#### PROMPT
Return these lines verbatim, starting at the first line of the records and ending at the line containing "positive clicks: (1046, 650)".

#### STORED DATA
◇ ◇ ◇ ◇

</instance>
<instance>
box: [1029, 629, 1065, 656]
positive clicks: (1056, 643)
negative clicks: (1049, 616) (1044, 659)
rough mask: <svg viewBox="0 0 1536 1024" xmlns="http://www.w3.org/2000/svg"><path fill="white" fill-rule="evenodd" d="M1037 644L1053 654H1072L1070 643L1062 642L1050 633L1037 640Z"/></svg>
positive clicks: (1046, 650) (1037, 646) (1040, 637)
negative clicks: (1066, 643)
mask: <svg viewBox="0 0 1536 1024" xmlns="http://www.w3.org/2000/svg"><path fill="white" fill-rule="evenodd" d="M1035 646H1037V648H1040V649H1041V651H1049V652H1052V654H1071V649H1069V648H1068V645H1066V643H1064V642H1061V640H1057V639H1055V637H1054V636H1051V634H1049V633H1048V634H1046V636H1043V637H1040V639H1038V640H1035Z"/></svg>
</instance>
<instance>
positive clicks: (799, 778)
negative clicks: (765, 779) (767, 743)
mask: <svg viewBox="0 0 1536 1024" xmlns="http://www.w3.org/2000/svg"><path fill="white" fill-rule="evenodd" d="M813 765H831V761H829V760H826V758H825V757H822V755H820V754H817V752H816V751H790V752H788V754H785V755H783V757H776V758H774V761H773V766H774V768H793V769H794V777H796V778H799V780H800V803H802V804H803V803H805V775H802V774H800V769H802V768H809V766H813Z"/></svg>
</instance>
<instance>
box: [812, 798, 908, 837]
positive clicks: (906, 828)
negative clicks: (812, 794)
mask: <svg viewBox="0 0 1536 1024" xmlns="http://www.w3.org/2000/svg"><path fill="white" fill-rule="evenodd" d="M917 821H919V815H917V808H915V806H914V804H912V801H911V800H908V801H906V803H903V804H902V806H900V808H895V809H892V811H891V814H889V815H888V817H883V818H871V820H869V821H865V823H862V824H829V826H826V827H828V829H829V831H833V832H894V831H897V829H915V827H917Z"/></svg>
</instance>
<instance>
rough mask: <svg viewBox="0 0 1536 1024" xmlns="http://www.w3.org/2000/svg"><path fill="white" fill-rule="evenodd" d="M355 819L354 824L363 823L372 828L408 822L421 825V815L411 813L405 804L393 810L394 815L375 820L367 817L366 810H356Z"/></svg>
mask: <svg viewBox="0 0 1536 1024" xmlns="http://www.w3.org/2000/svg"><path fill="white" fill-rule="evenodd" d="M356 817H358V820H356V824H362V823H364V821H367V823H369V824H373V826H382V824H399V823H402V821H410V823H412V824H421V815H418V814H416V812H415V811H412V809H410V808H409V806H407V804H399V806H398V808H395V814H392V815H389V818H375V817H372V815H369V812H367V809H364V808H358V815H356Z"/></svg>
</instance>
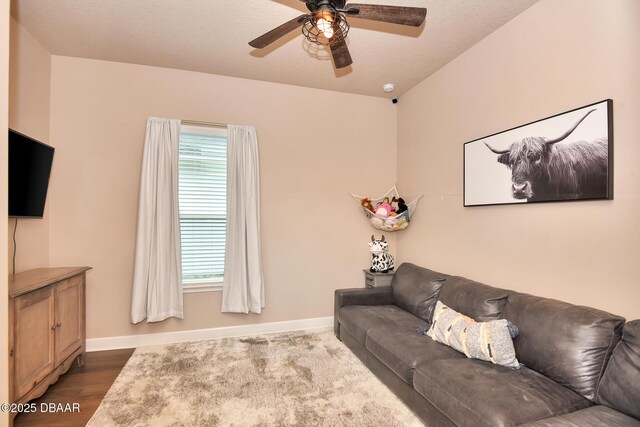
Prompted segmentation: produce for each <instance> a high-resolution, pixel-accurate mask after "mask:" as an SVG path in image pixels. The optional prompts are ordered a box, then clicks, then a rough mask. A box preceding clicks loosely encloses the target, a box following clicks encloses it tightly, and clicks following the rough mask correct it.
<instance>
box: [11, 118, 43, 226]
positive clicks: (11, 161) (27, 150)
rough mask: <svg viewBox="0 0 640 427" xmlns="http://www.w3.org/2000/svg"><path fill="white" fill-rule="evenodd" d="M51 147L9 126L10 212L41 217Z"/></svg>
mask: <svg viewBox="0 0 640 427" xmlns="http://www.w3.org/2000/svg"><path fill="white" fill-rule="evenodd" d="M53 151H54V148H53V147H50V146H48V145H46V144H43V143H41V142H38V141H36V140H35V139H33V138H29V137H28V136H26V135H23V134H21V133H20V132H16V131H14V130H11V129H9V216H10V217H17V218H22V217H25V218H42V215H43V214H44V203H45V200H46V198H47V188H48V187H49V175H50V174H51V164H52V162H53Z"/></svg>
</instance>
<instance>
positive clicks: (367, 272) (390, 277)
mask: <svg viewBox="0 0 640 427" xmlns="http://www.w3.org/2000/svg"><path fill="white" fill-rule="evenodd" d="M362 271H364V284H365V286H366V287H367V288H378V287H380V286H390V285H391V279H392V278H393V273H394V272H393V271H391V272H389V273H372V272H370V271H369V270H362Z"/></svg>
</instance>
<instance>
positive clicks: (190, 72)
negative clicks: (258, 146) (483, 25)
mask: <svg viewBox="0 0 640 427" xmlns="http://www.w3.org/2000/svg"><path fill="white" fill-rule="evenodd" d="M147 116H159V117H168V118H179V119H192V120H204V121H213V122H223V123H235V124H249V125H253V126H255V127H256V129H257V132H258V138H259V147H260V167H261V202H262V233H263V235H262V245H263V260H264V269H265V287H266V309H265V310H264V312H263V314H262V315H260V316H257V315H248V316H247V315H238V314H222V313H220V293H219V292H216V293H207V294H187V295H185V319H184V320H182V321H180V320H175V319H171V320H169V321H166V322H163V323H159V324H140V325H137V326H133V325H131V324H130V323H129V313H130V301H131V278H132V274H133V257H134V250H135V233H136V218H137V206H138V187H139V179H140V164H141V156H142V147H143V139H144V132H145V120H146V118H147ZM395 121H396V111H395V106H394V105H393V104H392V103H391V102H389V101H388V100H386V99H381V98H373V97H365V96H359V95H349V94H344V93H337V92H329V91H323V90H316V89H307V88H301V87H294V86H287V85H281V84H273V83H265V82H258V81H252V80H243V79H237V78H230V77H222V76H215V75H207V74H200V73H193V72H187V71H179V70H171V69H163V68H154V67H146V66H137V65H128V64H122V63H113V62H103V61H95V60H87V59H77V58H69V57H59V56H54V57H53V65H52V86H51V143H52V144H53V145H54V146H55V147H56V160H55V162H56V164H55V168H54V170H53V172H52V178H51V186H50V196H51V197H50V205H49V212H50V258H51V265H80V264H81V265H90V266H93V267H94V270H93V271H91V272H90V273H89V275H88V290H87V321H88V331H87V332H88V337H90V338H95V337H109V336H118V335H129V334H141V333H152V332H164V331H174V330H189V329H198V328H210V327H221V326H229V325H240V324H252V323H263V322H273V321H284V320H294V319H305V318H314V317H323V316H330V315H332V313H333V308H332V307H333V290H334V289H335V288H341V287H349V286H363V281H364V278H363V273H362V268H366V267H368V265H369V252H368V246H367V242H368V241H369V238H370V236H371V234H372V231H373V229H372V228H371V227H370V226H369V224H368V222H367V221H366V218H365V217H364V215H363V214H362V213H361V212H360V211H359V209H358V204H357V203H356V202H355V201H354V200H353V199H351V198H350V197H349V192H357V193H364V194H372V195H373V194H376V195H377V194H381V193H384V191H386V190H387V189H388V187H389V186H390V185H392V184H393V182H394V179H395V163H396V158H395V139H396V123H395ZM390 237H391V236H390ZM391 239H392V247H393V243H394V241H393V237H392V238H391Z"/></svg>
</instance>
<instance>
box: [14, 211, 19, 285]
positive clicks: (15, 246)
mask: <svg viewBox="0 0 640 427" xmlns="http://www.w3.org/2000/svg"><path fill="white" fill-rule="evenodd" d="M17 229H18V218H16V224H15V225H14V226H13V274H14V275H15V274H16V251H17V250H18V246H17V244H16V230H17Z"/></svg>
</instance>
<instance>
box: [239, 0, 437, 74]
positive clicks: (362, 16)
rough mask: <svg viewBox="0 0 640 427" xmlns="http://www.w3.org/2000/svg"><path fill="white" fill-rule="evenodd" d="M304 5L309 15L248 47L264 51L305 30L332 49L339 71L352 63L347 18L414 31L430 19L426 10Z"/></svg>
mask: <svg viewBox="0 0 640 427" xmlns="http://www.w3.org/2000/svg"><path fill="white" fill-rule="evenodd" d="M301 1H303V0H301ZM304 3H305V4H306V5H307V9H309V12H310V13H308V14H304V15H300V16H298V17H297V18H293V19H292V20H290V21H288V22H285V23H284V24H282V25H280V26H279V27H276V28H274V29H273V30H271V31H269V32H267V33H265V34H263V35H261V36H260V37H258V38H256V39H254V40H252V41H250V42H249V45H250V46H251V47H254V48H256V49H262V48H264V47H267V46H268V45H270V44H271V43H273V42H275V41H276V40H278V39H279V38H281V37H283V36H284V35H286V34H288V33H290V32H291V31H293V30H295V29H296V28H299V27H302V34H304V36H305V37H306V38H307V39H308V40H309V41H310V42H313V43H317V44H322V45H328V46H329V48H330V49H331V56H333V62H334V65H335V67H336V68H344V67H347V66H349V65H351V64H352V63H353V60H352V59H351V54H350V53H349V49H348V48H347V43H346V42H345V37H346V36H347V33H348V32H349V23H348V22H347V18H346V17H347V15H350V16H353V17H354V18H360V19H369V20H372V21H381V22H390V23H392V24H401V25H409V26H412V27H419V26H420V25H422V23H423V22H424V19H425V17H426V16H427V9H425V8H423V7H405V6H385V5H377V4H360V3H349V4H347V5H345V3H346V1H345V0H309V1H305V2H304Z"/></svg>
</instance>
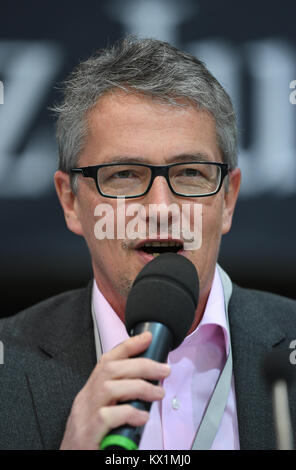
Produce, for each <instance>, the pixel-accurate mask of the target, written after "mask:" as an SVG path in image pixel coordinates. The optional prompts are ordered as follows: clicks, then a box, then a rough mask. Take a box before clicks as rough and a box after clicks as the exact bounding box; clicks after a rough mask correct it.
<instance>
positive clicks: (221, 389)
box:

◇ ◇ ◇ ◇

#### OUTPUT FOR THIS TASK
</instance>
<instance>
box: [1029, 629, 1065, 656]
positive clicks: (1056, 643)
negative clicks: (1049, 616) (1044, 659)
rough mask: <svg viewBox="0 0 1536 1024" xmlns="http://www.w3.org/2000/svg"><path fill="white" fill-rule="evenodd" d="M1037 644L1053 654H1072L1070 643L1062 642L1050 633L1037 640Z"/></svg>
positive clicks: (1046, 650) (1037, 646) (1040, 637)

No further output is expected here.